_Opdrachten_:
1) Tel in hoeveel regels van de records de tekenreeks "that" voorkomt, waarbij hoofdletters en kleine letters verschillend tellen. Geef uitsluitend het aantal.
2) Zet de tekst over de plaatsing en beveiliging van gedetineerden voort na de laatste zin.

_Te lezen tekst_:
++++++++++++++++++++

Verder geeft de minister aan dat door personeel te trainen in het gebruik van motiverende gesprekstechnieken zij in staat worden gesteld gedetineerden te stimuleren om deze mogelijkheden tot gedragsverandering aan te grijpen. De leden van de VVD-fractie vragen of de minister hier de penitentiaire inrichtingsmedewerkers mee bedoelt. Kan de minister aangeven hoe deze zeer actieve bejegening van de medewerkers zich verhoudt tot de enorme beperking van het aantal medewerkers? In dit licht wijzen deze leden op de berichtgeving dat het gevangeniswezen ongeveer 700 banen verliest over een periode van twee jaar door bezuinigingen, waarna er nog één bewaker is op 24 gedetineerden1.

De leden van de VVD-fractie zijn het eens met de minister dat alle gedetineerden bij voorkeur tot aan veroordeling in eerste aanleg in het arrondissement geplaatst moeten worden waar zij voor de rechtbank moeten verschijnen, i.v.m. beschikbaarheid voor de rechtsgang, en na veroordeling in het arrondissement van terugkeer. Deze leden stemmen in met het geven van prioriteit aan de arrondissementale plaatsing van preventief gehechten. De minister geeft aan dat de ambitie is om tenminste 90% van de preventief gehechten te plaatsen in het arrondissement waar de zaak in eerste aanleg wordt behandeld. De leden van de VVD-fractie vragen de minister of hij kan aangeven op welk percentage de plaatsing momenteel ligt en op welke termijn de ambitie behaald dient te zijn.

Verder vragen de leden van de VVD-fractie voor hoeveel van de kortgestraften feitelijk plaatsing in de eigen regio gerealiseerd kan worden. Deze leden vragen de minister of en zo ja, waarom voor deze groep gedetineerden het in stand houden van relaties geen argument meer is (in tegenstelling tot de langgestraften) om mensen in de eigen regio te plaatsen. De aan het woord zijnde leden hechten aan zoveel mogelijk plaatsing in de regio en vragen de minister wat er voor nodig is het ook daarheen te leiden.

Kan de minister de leden van de VVD-fractie tot slot aangeven in hoeveel gevallen plaatsing van langverblijvenden in de eigen regio niet haalbaar blijkt te zijn?

De uitgangspunten van DBM betekenen dat preventieven, kortverblijvenden en langverblijvenden op een verschillend niveau zullen worden beveiligd. De leden van de VVD-fractie willen benadrukken dat ook hier de veiligheid van de samenleving voorop dient te staan. De minister meldt dat voor de doelgroep preventief gehechten standaard een hoog beveiligingsniveau zal gelden. Voor het grootste deel van de kort- en langverblijvenden zal een minder hoog beveiligingsniveau volstaan. De leden van de VVD-fractie vragen of de minister hierbij knelpunten voorziet, mede in het licht van de regionale plaatsing. Zij zouden graag wat meer duidelijkheid ontvangen over de praktische uitvoering hiervan.

++++++++++++++++++++

_Werkgegevens_:
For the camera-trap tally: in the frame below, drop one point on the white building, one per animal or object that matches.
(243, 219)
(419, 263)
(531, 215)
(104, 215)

++++++++++++++++++++

_Gegeven antwoorden_:
1) 1

2)
Hoe zal voor de groep langgestraften worden bepaald welk beveiligingsniveau een gedetineerde nodig heeft? Is er sprake van dat men hier de RISc voor wil gaan gebruiken? Naar mening van de leden van de VVD-fractie is deze hier echter niet voor bedoeld. Hij brengt slechts criminogene factoren (gebieden waarop een persoon tekorten heeft waardoor hij een verhoogde kans op crimineel gedrag heeft) in beeld en zegt niets over veiligheidsrisico’s binnen detentie.

Tevens vragen de leden van de VVD-fractie de minister om meer duidelijkheid omtrent de mogelijkheden van sanctioneren in geval van ongewenst gedrag van kortverblijvenden. Dit gezien het feit dat sanctioneren en belonen van (on-)gewenst gedrag alleen binnen de groep langverblijvenden geëffectueerd zal kunnen worden omdat alleen daar gedifferentieerd wordt in beveiligingsniveau met daar aan gekoppelde vrijheden. Deze leden vragen de minister dan ook om opheldering op dit punt.

De minister geeft in het kader van beveiliging aan dat daar waar de beveiliging ondersteund kan worden door alternatieven, zoals moderne technologie en cameratoezicht, dit een positief effect zal hebben op de benodigde personele inzet. De leden van de VVD-fractie vragen de minister of hij kan aangeven hoeveel toepassing van deze alternatieven worden voorzien. Voorts vragen deze leden of de minister hiermee doelt op nog verdere bezuinigingen en of dit zal resulteren in nog verdere inkrimping van het personeel in inrichtingen (bovenop de eerder genoemde beperking). Is hij zich bewust van de effecten die zulke inkrimpingen zullen hebben op de beoogde verlening van individueel maatwerk door medewerkers?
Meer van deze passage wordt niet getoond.